**Task to carry out**
Could you write out the records below exactly as they appear, leaving out any pictures?

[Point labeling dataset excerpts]
_____
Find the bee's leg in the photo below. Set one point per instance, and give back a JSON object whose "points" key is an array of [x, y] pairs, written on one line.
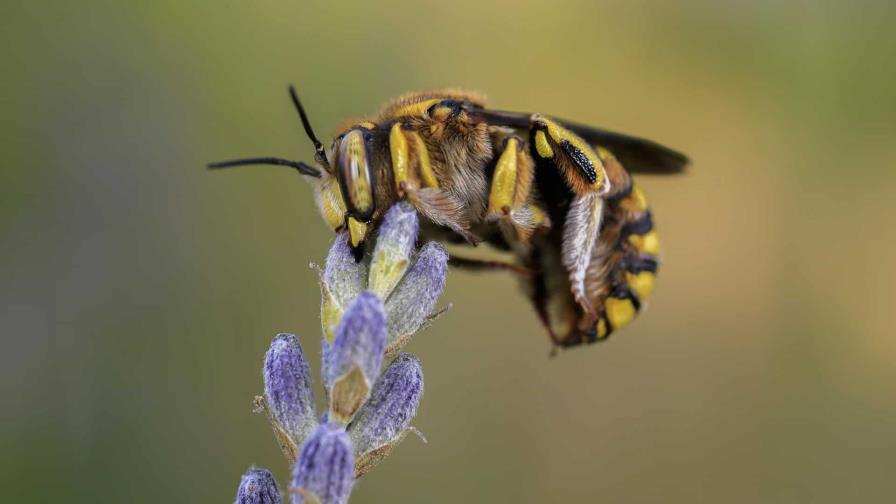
{"points": [[509, 197], [586, 177], [481, 265], [416, 181]]}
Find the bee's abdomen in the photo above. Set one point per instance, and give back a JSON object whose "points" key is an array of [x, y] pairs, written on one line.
{"points": [[627, 260]]}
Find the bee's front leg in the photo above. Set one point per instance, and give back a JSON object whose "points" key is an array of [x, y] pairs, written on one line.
{"points": [[586, 177], [416, 181]]}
_____
**Task answer**
Find the bee's leg in the photo below. Set one point per instance, and give back a JSON object whose "points" key is an array of [x, y] pairs, written on one line.
{"points": [[509, 197], [586, 177], [481, 265], [416, 181]]}
Find the bee's abdomen in the photo above. Set one point per instance, and give back a JSON object whose "points" key is an array of [x, y] pairs, written on one line.
{"points": [[627, 260]]}
Find the bee's front leg in the photo above. Set one point per instance, and give back a JSON object whose "points" key is an array of [x, y] pairs, written on one line.
{"points": [[586, 177], [416, 181]]}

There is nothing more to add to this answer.